── Data for processing ──

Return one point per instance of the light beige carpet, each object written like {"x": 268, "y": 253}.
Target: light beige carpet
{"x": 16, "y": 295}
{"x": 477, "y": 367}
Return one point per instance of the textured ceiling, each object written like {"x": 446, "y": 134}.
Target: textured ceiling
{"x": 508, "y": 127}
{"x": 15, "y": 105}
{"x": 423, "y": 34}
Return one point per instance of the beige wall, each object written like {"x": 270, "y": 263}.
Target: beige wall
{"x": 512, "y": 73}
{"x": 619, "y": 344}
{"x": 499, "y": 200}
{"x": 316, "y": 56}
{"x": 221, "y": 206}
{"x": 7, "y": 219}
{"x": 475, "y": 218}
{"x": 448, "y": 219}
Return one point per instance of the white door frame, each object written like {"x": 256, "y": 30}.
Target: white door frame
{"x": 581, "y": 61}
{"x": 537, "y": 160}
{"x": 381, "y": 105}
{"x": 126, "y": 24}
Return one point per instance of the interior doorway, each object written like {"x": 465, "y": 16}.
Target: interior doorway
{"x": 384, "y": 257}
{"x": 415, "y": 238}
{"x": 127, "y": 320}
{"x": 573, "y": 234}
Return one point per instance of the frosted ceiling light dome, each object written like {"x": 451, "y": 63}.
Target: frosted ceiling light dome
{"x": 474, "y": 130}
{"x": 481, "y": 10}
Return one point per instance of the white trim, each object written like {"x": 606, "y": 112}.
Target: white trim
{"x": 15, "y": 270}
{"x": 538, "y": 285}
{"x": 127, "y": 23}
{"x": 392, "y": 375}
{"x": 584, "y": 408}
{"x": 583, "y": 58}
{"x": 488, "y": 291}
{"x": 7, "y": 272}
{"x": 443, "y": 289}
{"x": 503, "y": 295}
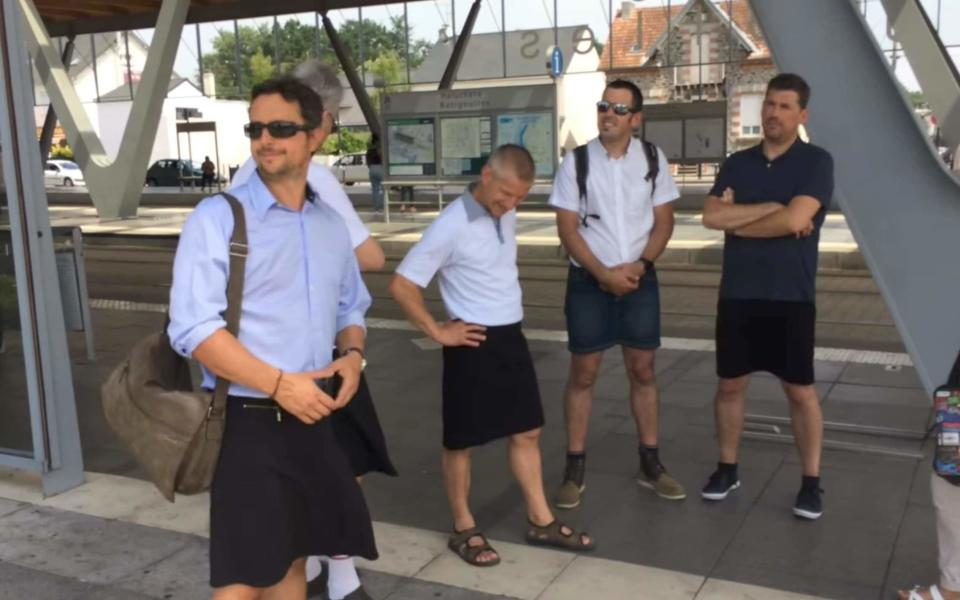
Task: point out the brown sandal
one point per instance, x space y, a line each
459 543
552 534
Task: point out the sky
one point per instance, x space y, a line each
427 17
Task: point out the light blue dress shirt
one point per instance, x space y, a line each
475 256
302 283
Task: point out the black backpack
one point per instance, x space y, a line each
582 163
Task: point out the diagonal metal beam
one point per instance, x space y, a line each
460 47
359 90
115 185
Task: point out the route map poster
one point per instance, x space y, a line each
465 144
410 144
533 131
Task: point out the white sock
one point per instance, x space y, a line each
343 577
314 567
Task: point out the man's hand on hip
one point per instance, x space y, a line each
458 333
299 395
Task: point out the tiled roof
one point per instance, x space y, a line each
630 49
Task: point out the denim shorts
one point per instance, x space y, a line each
597 320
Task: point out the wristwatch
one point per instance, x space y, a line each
363 357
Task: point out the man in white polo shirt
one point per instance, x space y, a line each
614 220
489 384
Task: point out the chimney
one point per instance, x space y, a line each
209 85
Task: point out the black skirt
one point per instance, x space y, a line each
766 335
283 490
358 431
491 391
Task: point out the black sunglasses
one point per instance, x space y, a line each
618 108
277 129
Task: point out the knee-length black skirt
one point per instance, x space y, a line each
283 490
491 391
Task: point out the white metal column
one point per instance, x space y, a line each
53 416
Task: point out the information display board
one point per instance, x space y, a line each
412 146
533 131
449 134
465 145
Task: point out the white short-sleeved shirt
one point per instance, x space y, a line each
327 188
618 193
476 258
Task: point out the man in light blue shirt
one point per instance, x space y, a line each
283 490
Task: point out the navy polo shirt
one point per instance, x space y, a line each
783 268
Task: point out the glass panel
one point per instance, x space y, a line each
15 433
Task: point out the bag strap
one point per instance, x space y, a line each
653 165
581 158
238 259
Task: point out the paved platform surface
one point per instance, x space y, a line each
116 538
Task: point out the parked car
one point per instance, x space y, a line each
170 172
62 172
351 168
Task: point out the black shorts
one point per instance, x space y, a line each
766 335
282 491
491 391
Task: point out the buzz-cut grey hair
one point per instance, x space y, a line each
322 78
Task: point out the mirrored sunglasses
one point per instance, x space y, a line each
277 129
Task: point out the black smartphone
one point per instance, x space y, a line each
330 385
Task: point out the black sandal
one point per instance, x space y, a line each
459 543
552 534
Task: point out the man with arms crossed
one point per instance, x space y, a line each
771 201
613 235
283 489
490 387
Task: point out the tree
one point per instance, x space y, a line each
389 68
261 67
297 42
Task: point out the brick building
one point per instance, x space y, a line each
703 55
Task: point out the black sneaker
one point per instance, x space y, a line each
809 505
720 485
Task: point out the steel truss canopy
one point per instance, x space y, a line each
65 17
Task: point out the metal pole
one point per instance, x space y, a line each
93 55
237 67
610 34
126 44
50 122
556 32
361 48
503 35
363 98
276 45
406 37
200 61
460 47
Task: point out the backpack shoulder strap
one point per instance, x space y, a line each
582 162
653 164
238 259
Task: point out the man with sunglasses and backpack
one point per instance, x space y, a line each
614 217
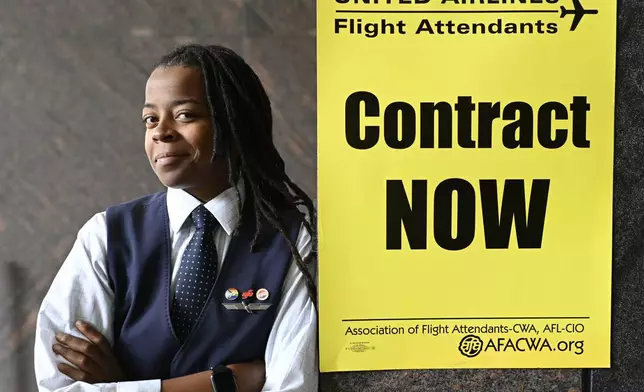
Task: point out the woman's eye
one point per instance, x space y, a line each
148 120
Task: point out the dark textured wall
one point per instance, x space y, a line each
71 87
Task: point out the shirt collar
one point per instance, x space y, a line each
225 207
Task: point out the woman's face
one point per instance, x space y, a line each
179 131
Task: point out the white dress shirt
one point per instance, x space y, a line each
80 291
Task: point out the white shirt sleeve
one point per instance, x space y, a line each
291 352
80 291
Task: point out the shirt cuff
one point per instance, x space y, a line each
139 386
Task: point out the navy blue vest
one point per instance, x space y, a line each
139 269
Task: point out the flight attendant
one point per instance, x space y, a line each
207 285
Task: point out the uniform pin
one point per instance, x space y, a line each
262 294
247 294
232 294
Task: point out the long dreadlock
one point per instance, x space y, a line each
242 119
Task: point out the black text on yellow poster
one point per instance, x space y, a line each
465 183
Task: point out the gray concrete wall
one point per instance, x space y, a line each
72 76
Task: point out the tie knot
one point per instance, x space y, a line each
202 218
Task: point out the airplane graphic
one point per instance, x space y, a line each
578 13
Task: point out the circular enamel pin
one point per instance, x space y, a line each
262 294
232 294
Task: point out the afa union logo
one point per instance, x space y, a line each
470 346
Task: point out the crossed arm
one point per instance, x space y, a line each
70 357
91 361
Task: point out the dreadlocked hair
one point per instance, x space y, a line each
242 120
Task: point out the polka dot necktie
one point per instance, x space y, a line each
197 273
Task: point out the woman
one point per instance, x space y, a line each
205 283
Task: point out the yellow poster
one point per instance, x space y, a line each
465 183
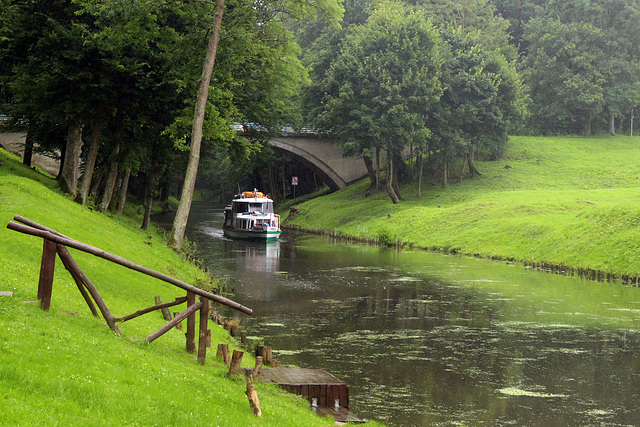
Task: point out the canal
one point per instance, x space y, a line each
426 339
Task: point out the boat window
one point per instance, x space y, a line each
241 207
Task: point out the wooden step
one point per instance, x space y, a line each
326 393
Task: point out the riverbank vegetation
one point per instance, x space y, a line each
569 202
66 367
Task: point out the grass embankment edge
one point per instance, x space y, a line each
569 205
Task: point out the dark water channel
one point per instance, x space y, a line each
426 339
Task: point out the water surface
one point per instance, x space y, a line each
425 339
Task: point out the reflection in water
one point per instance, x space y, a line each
426 339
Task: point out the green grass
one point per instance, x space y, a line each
568 201
65 367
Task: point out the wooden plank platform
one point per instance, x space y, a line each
327 394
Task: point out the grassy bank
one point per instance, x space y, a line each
573 202
65 367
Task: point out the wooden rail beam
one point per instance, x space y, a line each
44 233
71 265
179 318
178 301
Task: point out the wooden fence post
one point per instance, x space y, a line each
204 323
223 353
71 265
252 394
257 370
236 360
166 314
191 324
47 266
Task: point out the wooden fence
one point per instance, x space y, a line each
57 243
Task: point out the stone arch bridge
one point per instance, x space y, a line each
321 154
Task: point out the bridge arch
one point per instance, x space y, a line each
324 156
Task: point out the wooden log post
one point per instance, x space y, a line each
204 323
166 314
79 282
223 353
47 267
236 360
252 394
179 325
257 370
70 264
34 229
266 356
191 325
171 324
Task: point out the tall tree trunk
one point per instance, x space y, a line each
28 149
445 173
284 183
612 124
398 164
390 173
180 221
420 159
587 124
69 173
92 155
370 171
122 197
464 166
377 168
148 194
111 179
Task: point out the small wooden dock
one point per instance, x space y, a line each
327 394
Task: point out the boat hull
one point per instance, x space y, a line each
236 233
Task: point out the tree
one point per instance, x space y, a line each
566 74
482 97
267 24
380 89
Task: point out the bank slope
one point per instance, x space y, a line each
566 201
65 367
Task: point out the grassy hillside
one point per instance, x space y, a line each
65 367
567 201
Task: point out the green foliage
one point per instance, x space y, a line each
569 201
66 367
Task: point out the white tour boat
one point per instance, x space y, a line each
250 216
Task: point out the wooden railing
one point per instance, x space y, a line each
57 243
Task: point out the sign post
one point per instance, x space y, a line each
294 184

───

Rescale the data from the line containing "Task: point out the white tour boat" through the end, inclusive. Repeat every line, requests unchanged, with each point coordinate in the answers multiplied by 2.4 and rounded to a whole number, halves rounded up.

Task: point out the white tour boat
one point per instance, x space y, a line each
600 518
Task: point out the wooden railing
one point per instance, x space y, a line each
137 583
Task: point out the sign post
one point per instance, x space y, a line each
706 442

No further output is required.